Предпочтение переговорных, судебных процедур военной конфронтации не было абсолютным. В случае необходимости могли применяться и репрессивные меры. Так, у всех черкесских субэтносов широко применялся обычай барамтования или барамты. К нему обращались в тех случаях, когда личность преступника не установлена, но имеются улики о его принадлежности к той или иной фамилии, деревне, даже народности, т.е. когда отсутствовал один из атрибутов судопроизводства — ответчик. В подобных казусах пострадавшая сторона захватывала имущество одного из подозреваемых. При этом стремились арестовать значительно больше стоимости потери.

◆ ПИСЬМЕННОЕ ЗАДАНИЕ 1 ◆
Как в отрывке называется обычай, широко применявшийся у всех черкесских субэтносов?
◆ ПИСЬМЕННОЕ ЗАДАНИЕ 2 ◆
Воспроизведите из отрывка дословно фрагмент, начиная со слов «Предпочтение переговорных, судебных» и продолжая до слов «больше стоимости потери.» включительно.
◆ ПИСЬМЕННОЕ ЗАДАНИЕ 3 ◆
Назовите все виды принадлежности преступника, на которые, согласно отрывку, могли указывать улики.

◆ ИСХОДНЫЕ ДАННЫЕ ◆
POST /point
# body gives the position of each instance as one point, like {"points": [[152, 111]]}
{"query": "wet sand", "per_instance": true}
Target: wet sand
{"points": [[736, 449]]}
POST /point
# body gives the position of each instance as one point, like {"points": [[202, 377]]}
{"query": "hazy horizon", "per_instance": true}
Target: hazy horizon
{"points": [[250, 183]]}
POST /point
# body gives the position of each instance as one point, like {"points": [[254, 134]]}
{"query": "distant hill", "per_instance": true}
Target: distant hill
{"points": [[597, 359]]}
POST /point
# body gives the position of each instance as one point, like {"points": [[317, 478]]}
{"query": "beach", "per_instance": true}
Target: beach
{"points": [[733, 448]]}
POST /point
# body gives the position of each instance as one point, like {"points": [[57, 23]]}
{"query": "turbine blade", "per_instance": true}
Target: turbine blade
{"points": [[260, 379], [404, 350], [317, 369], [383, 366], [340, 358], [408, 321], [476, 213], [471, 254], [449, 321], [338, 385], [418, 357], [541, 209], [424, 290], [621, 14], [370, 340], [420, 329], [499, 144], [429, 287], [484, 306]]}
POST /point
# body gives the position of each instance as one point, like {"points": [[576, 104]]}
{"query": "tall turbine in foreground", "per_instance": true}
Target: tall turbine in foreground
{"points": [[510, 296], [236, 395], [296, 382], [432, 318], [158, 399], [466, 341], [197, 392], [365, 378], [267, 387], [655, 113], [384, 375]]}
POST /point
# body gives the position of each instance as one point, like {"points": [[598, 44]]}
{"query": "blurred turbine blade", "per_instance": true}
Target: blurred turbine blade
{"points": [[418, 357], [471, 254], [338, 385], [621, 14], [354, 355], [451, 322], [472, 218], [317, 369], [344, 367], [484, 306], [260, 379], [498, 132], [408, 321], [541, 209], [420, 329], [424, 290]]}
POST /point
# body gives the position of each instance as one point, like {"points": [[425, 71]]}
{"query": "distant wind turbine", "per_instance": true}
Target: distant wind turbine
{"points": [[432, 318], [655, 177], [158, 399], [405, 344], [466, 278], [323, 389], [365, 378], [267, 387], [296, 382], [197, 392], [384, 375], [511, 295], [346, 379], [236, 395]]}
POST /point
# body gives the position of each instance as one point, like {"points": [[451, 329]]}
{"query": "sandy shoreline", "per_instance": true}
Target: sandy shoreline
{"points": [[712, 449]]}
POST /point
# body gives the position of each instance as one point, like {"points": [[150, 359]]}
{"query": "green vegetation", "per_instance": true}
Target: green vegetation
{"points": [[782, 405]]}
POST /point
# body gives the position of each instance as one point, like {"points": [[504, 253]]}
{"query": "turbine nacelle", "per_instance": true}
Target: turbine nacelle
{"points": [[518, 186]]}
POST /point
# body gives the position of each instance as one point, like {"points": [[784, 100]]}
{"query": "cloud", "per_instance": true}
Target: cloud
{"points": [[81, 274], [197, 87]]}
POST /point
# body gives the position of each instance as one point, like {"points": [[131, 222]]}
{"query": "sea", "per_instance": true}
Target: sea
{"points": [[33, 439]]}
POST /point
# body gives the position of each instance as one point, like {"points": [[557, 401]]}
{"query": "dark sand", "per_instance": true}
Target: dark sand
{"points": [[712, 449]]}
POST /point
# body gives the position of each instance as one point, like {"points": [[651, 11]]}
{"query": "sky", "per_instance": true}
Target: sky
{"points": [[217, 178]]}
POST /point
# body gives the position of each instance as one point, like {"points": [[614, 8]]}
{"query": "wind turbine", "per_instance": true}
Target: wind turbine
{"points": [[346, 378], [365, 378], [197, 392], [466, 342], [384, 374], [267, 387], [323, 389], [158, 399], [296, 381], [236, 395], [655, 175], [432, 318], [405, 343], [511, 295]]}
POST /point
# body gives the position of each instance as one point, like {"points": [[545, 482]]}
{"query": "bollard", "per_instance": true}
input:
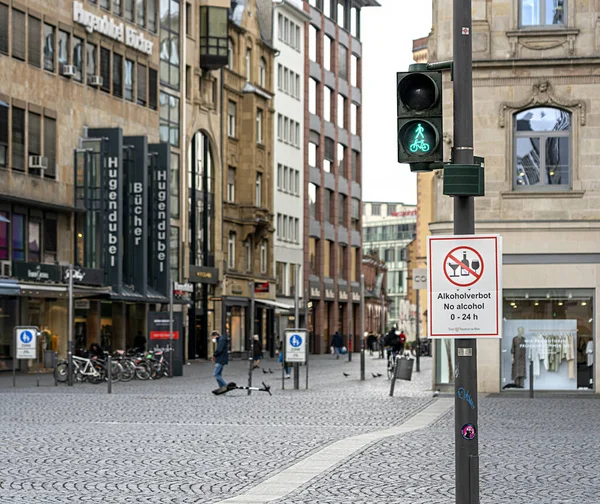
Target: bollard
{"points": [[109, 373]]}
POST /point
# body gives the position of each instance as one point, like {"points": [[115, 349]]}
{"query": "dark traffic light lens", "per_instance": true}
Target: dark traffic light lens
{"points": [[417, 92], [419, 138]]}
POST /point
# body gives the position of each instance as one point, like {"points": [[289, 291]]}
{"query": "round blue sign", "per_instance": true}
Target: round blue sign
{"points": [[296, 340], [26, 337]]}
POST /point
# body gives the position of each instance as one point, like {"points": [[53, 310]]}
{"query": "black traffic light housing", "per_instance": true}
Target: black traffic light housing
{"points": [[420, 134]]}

◆ ОТВЕТ 1 ◆
Обычай барамтования, или барамты.

◆ ОТВЕТ 2 ◆
Предпочтение переговорных, судебных процедур военной конфронтации не было абсолютным. В случае необходимости могли применяться и репрессивные меры. Так, у всех черкесских субэтносов широко применялся обычай барамтования или барамты. К нему обращались в тех случаях, когда личность преступника не установлена, но имеются улики о его принадлежности к той или иной фамилии, деревне, даже народности, т.е. когда отсутствовал один из атрибутов судопроизводства — ответчик. В подобных казусах пострадавшая сторона захватывала имущество одного из подозреваемых. При этом стремились арестовать значительно больше стоимости потери.

◆ ОТВЕТ 3 ◆
Фамилия, деревня, народность.